:: PETIKAN BACAAN
Sejarah Indonesia meriwayatkan Mohammad Hatta sebagai tokoh penting dalam perjuangan kemerdekaan Indonesia. Kita membaca ketokohan Hatta bereferensi buku sejarah maupun biografi dan otobiografi. Para sejarawan mengurai kiprah Hatta berdasarkan aktivitas, pemikiran, dan perannya di bidang intelektual, politik, ekonomi, dan pergerakan.
Sekian buku tentang Hatta sengaja diterbitkan oleh sahabat, sejarawan, orang-orang terdekat, bermaksud melengkapi pengisahan sosok Hatta secara komplit. Begitu pula dengan penerbitan buku Bung Hatta di Mata Tiga Putrinya (2016) yang ditulis oleh tiga putrinya: Meutia Farida Hatta, Gemala Rabi’ah Hatta, dan Halida Nuriah Hatta. Ketiganya menuliskan kesan, pengalaman, dan ingatannya sebagai anak seorang tokoh besar Indonesia.
Sebagai anak pertama, Meutia tentu paling banyak memiliki kesempatan menikmati masa kecilnya bersama sang ayah. Meutia mengenang masa-masa di saat ayahnya kerap mendapat undangan ke luar negeri meski sudah tidak berstatus Wakil Presiden pertama Indonesia.
Meutia ingat saat diajak ayahnya melawat ke Jerman. Di sebuah restoran yang mereka kunjungi, terjadi peristiwa yang kemudian membuat Meutia terkagum-kagum pada sikap berani ayahnya. Hanya karena beda warna kulit, rombongan Hatta tidak mendapat perlakuan memuaskan dari pengelola restoran milik warga Jerman.
“Ayah berbicara dengan fasih dan tegas, saya terkesima. Ayah memprotes perlakuan mereka yang membuat kami berlama-lama di sana tanpa dilayani”(hal.15). Peristiwa ini menegaskan betapa Hatta adalah seorang pemberani yang menjunjung tinggi kesetaraan hak-hak manusia. Ia tak rela mendapat perlakuan berbeda hanya karena beda ras.
Selain itu, Meutia tak segan untuk menceritakan hal-hal pribadi terkait sang ayah. Misalnya, tentang alasan mengapa ayahnya terlambat menikah, yaitu di usia 43 tahun. Menurut Meutia, ayahnya ”tidak ingin menikah sebelum Indonesia merdeka” (hal.39). Prinsip itu pun benar-benar Hatta lakoni. Tak lama setelah Indonesia merdeka, Hatta menikah dengan Rahmi Rachim, yang kemudian menjadi ibu dari ketiga penulis buku ini.
Salah satu didikan Hatta yang hingga kini masih Meutia ingat dan lakoni yaitu terkait buku. Hatta memang terkenal sebagai sosok intelektual penggila buku. Sejak kecil, Meutia diajarkan oleh Hatta agar memperlakukan buku secara terhormat. Saat membaca buku, Meutia diajarkan agar “duduk manis, tangan dilipat, dan satu aturan lagi, buku tidak boleh dicoret atau diberi tanda dengan cara dilipat ujungnya”(hal.84).
::::
:: DAFTAR CATATAN
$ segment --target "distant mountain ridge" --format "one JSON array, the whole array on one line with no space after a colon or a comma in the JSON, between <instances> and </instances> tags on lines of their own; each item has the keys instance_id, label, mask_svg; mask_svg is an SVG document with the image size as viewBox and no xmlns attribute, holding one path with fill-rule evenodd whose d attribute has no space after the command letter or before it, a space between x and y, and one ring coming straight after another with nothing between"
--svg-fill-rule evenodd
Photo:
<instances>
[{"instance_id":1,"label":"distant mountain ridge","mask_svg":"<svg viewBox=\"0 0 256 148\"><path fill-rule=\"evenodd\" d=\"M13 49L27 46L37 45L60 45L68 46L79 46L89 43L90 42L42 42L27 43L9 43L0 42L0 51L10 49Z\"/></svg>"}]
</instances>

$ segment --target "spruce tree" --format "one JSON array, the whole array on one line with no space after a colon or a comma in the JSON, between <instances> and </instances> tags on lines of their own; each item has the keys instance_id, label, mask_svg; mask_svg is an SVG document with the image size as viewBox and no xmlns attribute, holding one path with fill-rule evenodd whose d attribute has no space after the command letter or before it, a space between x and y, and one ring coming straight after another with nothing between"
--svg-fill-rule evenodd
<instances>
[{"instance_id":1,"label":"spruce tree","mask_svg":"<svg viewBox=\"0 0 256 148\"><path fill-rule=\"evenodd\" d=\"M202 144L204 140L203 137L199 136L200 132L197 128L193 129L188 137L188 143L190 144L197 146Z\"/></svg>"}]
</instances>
::::
Menurut petikan bacaan tentang Mohammad Hatta, pada usia berapa Hatta menikah? Jawablah hanya berdasarkan petikan bacaan.

## HASIL LATIHAN
Hatta menikah pada usia 43 tahun.